## [Exercise brief]
Rescale the data below by writing out every line again, requests included. Multiply each point coordinate in the answers by 1.85, round it to a whole number with halves going up, leave the numbers in the requests unchanged, and omit the pictures.

## [Recorded data]
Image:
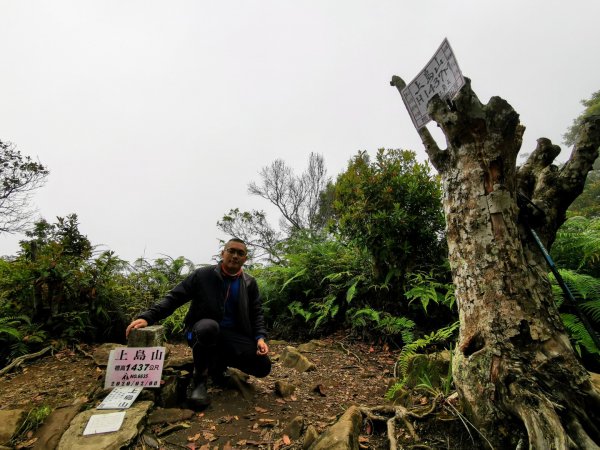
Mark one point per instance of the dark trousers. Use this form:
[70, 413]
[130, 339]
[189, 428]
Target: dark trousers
[215, 348]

## [Finished answer]
Image:
Mark one point per instance of the dark trousers. Use this form:
[70, 413]
[130, 339]
[189, 428]
Target: dark trousers
[398, 644]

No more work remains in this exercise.